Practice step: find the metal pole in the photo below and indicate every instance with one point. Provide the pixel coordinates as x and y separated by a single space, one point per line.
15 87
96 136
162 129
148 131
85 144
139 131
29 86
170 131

# Task brief
Without altering a single word, set down all the entries again.

# Answer section
Practice step: find the metal pole in the photo below and indicate every instance with one point. Provide the pixel coordinates as x and y separated by a single space, one point per line.
15 87
96 136
162 129
148 131
85 144
139 131
29 86
170 131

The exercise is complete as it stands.